→ **Input rows**
══════════
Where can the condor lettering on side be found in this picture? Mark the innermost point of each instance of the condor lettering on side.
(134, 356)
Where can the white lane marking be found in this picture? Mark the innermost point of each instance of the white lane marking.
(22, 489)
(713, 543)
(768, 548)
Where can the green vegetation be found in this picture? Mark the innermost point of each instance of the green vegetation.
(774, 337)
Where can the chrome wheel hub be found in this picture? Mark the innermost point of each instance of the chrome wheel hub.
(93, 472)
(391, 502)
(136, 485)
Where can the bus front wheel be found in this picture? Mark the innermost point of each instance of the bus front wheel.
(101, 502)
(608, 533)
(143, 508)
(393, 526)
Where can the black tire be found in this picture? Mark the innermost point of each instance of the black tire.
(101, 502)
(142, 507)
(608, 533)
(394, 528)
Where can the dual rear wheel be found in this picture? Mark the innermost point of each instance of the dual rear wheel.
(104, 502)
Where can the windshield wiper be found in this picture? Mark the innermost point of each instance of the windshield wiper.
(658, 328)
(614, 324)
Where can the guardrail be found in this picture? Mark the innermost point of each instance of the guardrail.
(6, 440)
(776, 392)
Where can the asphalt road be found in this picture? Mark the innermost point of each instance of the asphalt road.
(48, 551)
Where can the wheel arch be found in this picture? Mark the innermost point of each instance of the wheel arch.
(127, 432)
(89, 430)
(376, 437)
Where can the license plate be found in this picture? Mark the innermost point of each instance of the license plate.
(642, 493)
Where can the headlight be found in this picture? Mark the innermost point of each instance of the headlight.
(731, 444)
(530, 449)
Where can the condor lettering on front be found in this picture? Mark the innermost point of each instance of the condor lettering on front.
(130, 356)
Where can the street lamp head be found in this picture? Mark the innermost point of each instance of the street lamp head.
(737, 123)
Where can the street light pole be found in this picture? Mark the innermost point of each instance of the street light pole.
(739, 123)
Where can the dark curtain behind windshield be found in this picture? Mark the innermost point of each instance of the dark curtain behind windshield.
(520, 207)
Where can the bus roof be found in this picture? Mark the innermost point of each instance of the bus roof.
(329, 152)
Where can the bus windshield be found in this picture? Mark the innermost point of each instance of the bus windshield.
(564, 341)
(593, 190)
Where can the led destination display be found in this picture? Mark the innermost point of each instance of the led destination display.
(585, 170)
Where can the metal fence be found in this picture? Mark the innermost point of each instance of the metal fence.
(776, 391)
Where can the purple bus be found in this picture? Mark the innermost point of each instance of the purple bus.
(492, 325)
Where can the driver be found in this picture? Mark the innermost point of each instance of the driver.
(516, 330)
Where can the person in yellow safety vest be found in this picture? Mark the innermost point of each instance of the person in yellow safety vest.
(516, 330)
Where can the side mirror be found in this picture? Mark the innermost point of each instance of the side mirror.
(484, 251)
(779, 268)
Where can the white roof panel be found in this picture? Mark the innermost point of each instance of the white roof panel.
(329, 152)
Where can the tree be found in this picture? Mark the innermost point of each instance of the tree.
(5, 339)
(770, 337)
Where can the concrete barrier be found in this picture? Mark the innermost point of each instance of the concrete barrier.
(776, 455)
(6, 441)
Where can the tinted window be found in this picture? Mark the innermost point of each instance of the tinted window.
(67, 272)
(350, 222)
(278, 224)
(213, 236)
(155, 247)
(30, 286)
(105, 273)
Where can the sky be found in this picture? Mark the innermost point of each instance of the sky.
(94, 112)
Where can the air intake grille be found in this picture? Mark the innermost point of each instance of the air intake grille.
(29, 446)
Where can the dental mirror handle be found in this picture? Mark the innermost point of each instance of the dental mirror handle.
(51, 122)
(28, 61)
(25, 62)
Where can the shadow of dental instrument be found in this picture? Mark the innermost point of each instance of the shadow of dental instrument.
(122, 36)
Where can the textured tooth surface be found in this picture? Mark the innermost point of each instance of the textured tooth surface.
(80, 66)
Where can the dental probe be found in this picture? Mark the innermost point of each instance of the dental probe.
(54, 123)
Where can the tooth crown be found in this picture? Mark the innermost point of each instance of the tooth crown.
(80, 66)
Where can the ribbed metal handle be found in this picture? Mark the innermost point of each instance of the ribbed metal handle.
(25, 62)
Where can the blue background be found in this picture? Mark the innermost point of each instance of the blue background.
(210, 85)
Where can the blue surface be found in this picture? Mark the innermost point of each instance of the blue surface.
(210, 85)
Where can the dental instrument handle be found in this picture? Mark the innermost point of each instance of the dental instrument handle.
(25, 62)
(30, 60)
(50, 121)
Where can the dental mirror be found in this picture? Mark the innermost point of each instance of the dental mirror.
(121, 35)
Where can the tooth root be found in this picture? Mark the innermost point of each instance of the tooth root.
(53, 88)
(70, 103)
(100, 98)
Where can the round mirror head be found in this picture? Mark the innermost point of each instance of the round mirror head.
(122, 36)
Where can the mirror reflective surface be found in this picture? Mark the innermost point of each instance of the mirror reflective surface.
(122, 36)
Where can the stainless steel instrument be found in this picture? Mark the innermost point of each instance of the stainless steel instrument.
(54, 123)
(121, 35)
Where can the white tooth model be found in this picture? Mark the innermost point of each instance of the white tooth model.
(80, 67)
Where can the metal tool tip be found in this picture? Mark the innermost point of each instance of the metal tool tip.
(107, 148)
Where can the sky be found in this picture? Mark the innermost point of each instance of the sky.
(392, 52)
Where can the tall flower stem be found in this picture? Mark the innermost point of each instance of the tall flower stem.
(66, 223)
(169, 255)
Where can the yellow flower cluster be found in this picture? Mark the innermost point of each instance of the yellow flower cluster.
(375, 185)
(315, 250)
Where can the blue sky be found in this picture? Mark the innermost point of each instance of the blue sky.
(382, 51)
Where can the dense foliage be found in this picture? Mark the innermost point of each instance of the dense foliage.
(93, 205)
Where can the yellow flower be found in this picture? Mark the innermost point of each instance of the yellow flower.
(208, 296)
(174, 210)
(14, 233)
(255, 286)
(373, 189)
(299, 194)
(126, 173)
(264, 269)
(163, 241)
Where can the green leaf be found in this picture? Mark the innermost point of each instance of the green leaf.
══════════
→ **Task**
Give all of the rows above again, swapping "innermost point" for "central point" wherever it occurs and leaving everything else unchanged.

→ **Output**
Where can the condor lettering on side be found in this picture? Mark the central point of each instance of the condor lettering on side.
(134, 356)
Where can the white lane marking be found in this picture? Mark the central point of each instance of the white lane marking.
(22, 489)
(713, 543)
(768, 548)
Where can the green vegetation be found in this picture? Mark the central point of each instance of the green vegetation.
(774, 337)
Where can the chrome wheel hub be found in this picture? Mark the central point of each instance of the chrome wheel hub.
(93, 472)
(391, 502)
(136, 485)
Where can the bus front wheel be found in this picture? Mark the central point of each instance of the bus front wheel.
(101, 502)
(608, 533)
(143, 508)
(393, 526)
Where can the black tire be found in this picture? Mark the central point of each instance of the black tire.
(101, 502)
(142, 507)
(608, 533)
(394, 528)
Where can the dual rear wheel be found in this picture? Mark the central point of each instance of the dual rear wheel.
(104, 502)
Where can the windshield wiper be found in this picture? Mark the central point of each instance of the windshield wiper.
(658, 328)
(614, 324)
Where can the guardrail be found in this picture? Mark the central point of each instance of the guardrail.
(6, 440)
(776, 392)
Where can the asphalt road be found in this picture? Mark the central point of each instance of the asphalt road.
(48, 551)
Where can the wheel arch be found in this picture? Mark the central point of each instance of the wheel arch.
(127, 432)
(89, 430)
(376, 437)
Where can the license plate be found in this picture? Mark the central point of each instance of the license plate.
(642, 493)
Where can the headlight be found in this picture? Mark the central point of each instance of the headlight.
(731, 444)
(530, 449)
Where can the condor lettering on front be found in this picture? Mark the central point of each instance of the condor lettering on front.
(130, 356)
Where can the street lamp head be found in this picture? Mark the central point of each instance of the street lamp head.
(737, 123)
Where can the street light pole be found in this picture? Mark the central point of each instance of the street light pole.
(739, 123)
Where can the dark curtain behind windshield be found in this picture? Mark the central point of each instance of the dark curtain behind windshield.
(520, 207)
Where can the bus roof be found in this picture? Mark the central point of each instance of the bus roof.
(329, 152)
Where can the bus windshield be found in this picture? Mark the central point of each instance of the bus windshield.
(564, 341)
(593, 190)
Where can the led destination display be found in this picture? Mark the central point of each instance of the led destination display.
(585, 170)
Where can the metal fence be found in this picture? Mark the central point of each instance of the metal fence.
(776, 391)
Where can the purple bus be found in this picture? Mark the central point of each instance of the purple bus.
(492, 325)
Where can the driver be found in this picture? Mark the central point of each instance of the driver.
(516, 330)
Where can the person in yellow safety vest be found in this picture? Mark the central point of each instance of the person in yellow safety vest.
(516, 330)
Where can the side mirror be found in this picture? Mark the central point of each instance of the side mirror.
(484, 251)
(779, 268)
Where can the white roof panel be found in this picture? Mark the central point of each instance of the white roof panel.
(329, 152)
Where can the tree be found in this picture? Mark the central point of each instance of the tree.
(5, 339)
(770, 337)
Where can the concrete barrier be found in this picture? Mark the central point of each instance of the concrete barrier.
(776, 455)
(6, 441)
Where can the tinted window be found in this picture? Mark the central point of each instance of the tinted window.
(67, 272)
(350, 222)
(278, 224)
(213, 236)
(155, 247)
(30, 286)
(105, 273)
Where can the sky be found in this picture? Mark the central point of each instance of the sky.
(94, 112)
Where can the air intake grille be found in this picture? Mark the central point of each instance of the air intake grille.
(29, 446)
Where can the dental mirror handle be found in this picture? Mark the central point of each instance of the dental mirror handle.
(51, 122)
(28, 61)
(25, 62)
Where can the shadow of dental instrument be found in this picture? Mark the central point of each instance of the shadow of dental instrument.
(122, 36)
Where can the textured tooth surface be found in this picture? Mark the central point of each instance of the textured tooth surface.
(80, 66)
Where can the dental probe be found in this picture? Mark the central point of each instance of the dental probe.
(54, 123)
Where can the tooth crown be found in this picture? Mark the central point of each instance of the tooth crown.
(80, 66)
Where can the ribbed metal handle be found in this picture? Mark the central point of each instance of the ribbed metal handle.
(25, 62)
Where can the blue background be found in this picture? Mark the central point of each instance of the blue background.
(210, 85)
Where can the blue surface be found in this picture? Mark the central point of each instance of the blue surface.
(210, 85)
Where can the dental instrument handle be found in this picture? Mark the central point of each instance of the dental instrument handle.
(25, 62)
(30, 60)
(50, 121)
Where can the dental mirror be found in this picture? Mark the central point of each instance of the dental mirror.
(121, 35)
Where can the tooth root be found in this picture? Mark the central point of each instance of the tooth root.
(53, 88)
(70, 103)
(100, 98)
Where can the round mirror head be found in this picture? Mark the central point of each instance of the round mirror head.
(122, 36)
Where can the mirror reflective surface be found in this picture? Mark the central point of each instance of the mirror reflective surface.
(122, 36)
Where can the stainless steel instrument be found in this picture? Mark the central point of each instance of the stainless steel instrument.
(54, 123)
(121, 35)
Where can the white tooth model be found in this picture? Mark the central point of each instance of the white tooth model.
(80, 67)
Where can the metal tool tip be found in this picture? Mark the central point of each instance of the metal tool tip.
(107, 148)
Where can the sky be found in this picture? Mark the central point of each instance of the sky.
(392, 52)
Where can the tall flower stem be found in this picture? Mark the central point of each instance of the tall flower stem.
(66, 223)
(169, 255)
Where can the yellow flower cluster be found in this picture? Mark the central point of each instance of the yellow flower cluster.
(375, 185)
(315, 250)
Where can the blue sky be found in this picture? Mark the central point of each instance of the blue sky.
(382, 51)
Where can the dense foliage be found in this picture? Mark the central point of each instance of the dense foliage.
(93, 205)
Where can the yellow flower be found in this picture? Mark the central point of each instance of the yellow flower.
(208, 296)
(174, 210)
(14, 233)
(255, 286)
(373, 189)
(299, 194)
(126, 173)
(264, 269)
(163, 241)
Where can the green leaf be found in this picture? Mark the central point of each instance of the green leaf.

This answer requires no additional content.